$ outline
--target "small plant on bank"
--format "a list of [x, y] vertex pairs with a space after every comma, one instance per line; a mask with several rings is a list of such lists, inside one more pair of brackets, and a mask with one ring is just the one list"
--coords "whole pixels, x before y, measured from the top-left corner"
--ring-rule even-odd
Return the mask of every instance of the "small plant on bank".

....

EXERCISE BRIEF: Rewrite these rows with "small plant on bank" replaced by "rock on bank" wherever it appears, leaving everything else as it is.

WRITTEN SOLUTION:
$ outline
--target "rock on bank"
--format "a list of [x, y] vertex pairs with a space after every comma, one instance per line; a mask with several rings is a list of such lists, inside one more pair of brackets, and a mask with one ring is just the one list"
--coords "whole pixels, x before y, measured from the top-left corner"
--ring-rule even-odd
Return the mask of every instance of the "rock on bank".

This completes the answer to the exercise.